TASK INSTRUCTIONS
A. In the dry eye study results below, what additive score in the eye constituted a positive test?
B. Restate more briefly the paragraph of the dry eye study results below that begins "From the above table it is revealed that out of 40 patients", keeping its main facts.
C. Reproduce the passage of the dry eye study results below from "Rose Bengal test" up to and including "in 15 patients.".

An additive score of total 4 or more in the eye constituted a positive test . Less than this value was considered as a negative test.

Result

40 women were examined. Group A-15(37.5%) patients who were taking hormone both estrogen and progesterone.

Group B -25 (62.5%) patients who were not taking hormone replacement therapy.

Dry eye was found in women who are not taking hormone replacement therapy

Table 1
Number of patients Dry eye
Patients taking estrogen and progesterone 15(37.5%) Absent
Patients not taking hormone replacement therapy 25(62.5%) Present

From the above table it is revealed that out of 40 patients, 15(37.5%) patients were taking hormonal therapy and dry eye was absent in all the patients, they were symptomless. 25 (62.5%) patients were not taking hormone replacement therapy and dry eye was present in all patients

Table 2
Dry eye symptoms
Eye strain +dryness
Dryness +foreign body sensation
Foreign body sensation+tearing
Tearing +itching
Itching +photopbobia
Photophobia +tearing

Chief complaints of dry eye symptoms not taking hormone replacement therapy

Table 3
TBUT (in mm) Patients taking estrogen and progesterone Patients not taking hormone replacement therapy
0-5 - 15
5-10 - 10
10-15 5 -
>15 10 -

TBUT of patients taking hormone replacement therapy and not taking hormone replacement therapy

From the above table it is revealed that 0f 15 patients who were taking hormone replacement therapy, TBUT value 10-15 in mm present in 5 patients, and >15 in mm present in 10 patients. Of 25 patients, TBUT value 0-5 in mm present in 15 patients and 5-10in mm present in 10 patients.

Table 4
Schirmer’s reading (in mm) Patients taking estrogen and progesterone Patients not taking hormone replacement therapy
0-5 - 13
5-10 - 12
10-15 6 -
>15 9 -

Schirmer’s test of patients in having hormone replacement therapy and without hormone replacement therapy

From the above table it is revealed that of 15 patients who were taking hormone therapy, Schirmer’s test value 10-15 was in 6 patients and value >15 in 9 patients.of 25 patients who were not taking hormone therapy, Schirmer’s test value 0-5 in 13 patients and value 5-10 in 12 patients

Table 5
Rose Bengal score Patients taking estrogen and progesterone Patients not taking hormone replacement therapy
0 9 -
1-3 6 -
4-6 - 10
7-9 - 15

Rose Bengal test of patients in having hormone replacement therapy and without hormone replacement therapy

From the above table it is revealed that of 15 patients who were taking hormone therapy  Rose Bengal score is 0 in 9 patients and 1-3 in 9 patients. Of 25 patients who were not taking hormone replacement therapy Rose Bengal score 4-6 is present in 10 patients and score 7-9 present in 15 patients.

DATA
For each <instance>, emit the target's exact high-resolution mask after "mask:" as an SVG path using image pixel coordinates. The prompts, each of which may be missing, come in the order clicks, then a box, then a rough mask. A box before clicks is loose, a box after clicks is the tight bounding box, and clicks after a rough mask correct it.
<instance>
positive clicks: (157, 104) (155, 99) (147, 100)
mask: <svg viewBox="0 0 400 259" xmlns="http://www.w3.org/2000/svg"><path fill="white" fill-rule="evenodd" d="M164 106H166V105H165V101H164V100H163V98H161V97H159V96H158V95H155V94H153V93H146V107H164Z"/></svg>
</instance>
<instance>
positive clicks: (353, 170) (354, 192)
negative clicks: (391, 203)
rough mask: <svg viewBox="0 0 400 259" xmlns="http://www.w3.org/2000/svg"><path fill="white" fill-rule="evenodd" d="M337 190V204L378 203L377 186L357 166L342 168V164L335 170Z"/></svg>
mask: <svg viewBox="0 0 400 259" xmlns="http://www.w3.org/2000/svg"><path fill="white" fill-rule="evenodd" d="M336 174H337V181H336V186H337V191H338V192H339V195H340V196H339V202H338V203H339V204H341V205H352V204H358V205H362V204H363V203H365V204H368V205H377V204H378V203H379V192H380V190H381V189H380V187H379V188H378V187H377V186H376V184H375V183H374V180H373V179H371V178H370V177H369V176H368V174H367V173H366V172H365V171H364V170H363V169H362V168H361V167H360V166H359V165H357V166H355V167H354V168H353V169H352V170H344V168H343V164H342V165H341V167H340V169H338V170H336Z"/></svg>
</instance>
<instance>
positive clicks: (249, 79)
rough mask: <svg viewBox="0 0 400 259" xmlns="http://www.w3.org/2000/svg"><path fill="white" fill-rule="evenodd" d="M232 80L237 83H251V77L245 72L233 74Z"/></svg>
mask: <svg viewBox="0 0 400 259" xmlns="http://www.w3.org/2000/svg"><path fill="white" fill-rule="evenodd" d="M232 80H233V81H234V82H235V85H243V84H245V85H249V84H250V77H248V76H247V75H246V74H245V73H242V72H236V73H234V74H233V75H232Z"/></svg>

ANSWERS TO THE EXERCISES
A. A total score of 4 or more in the eye.

B. Of the 40 patients, 15 (37.5%) were on hormonal therapy and had no dry eye or symptoms. The other 25 (62.5%) were not on hormone replacement therapy, and all had dry eye.

C.
Rose Bengal test of patients in having hormone replacement therapy and without hormone replacement therapy

From the above table it is revealed that of 15 patients who were taking hormone therapy  Rose Bengal score is 0 in 9 patients and 1-3 in 9 patients. Of 25 patients who were not taking hormone replacement therapy Rose Bengal score 4-6 is present in 10 patients and score 7-9 present in 15 patients.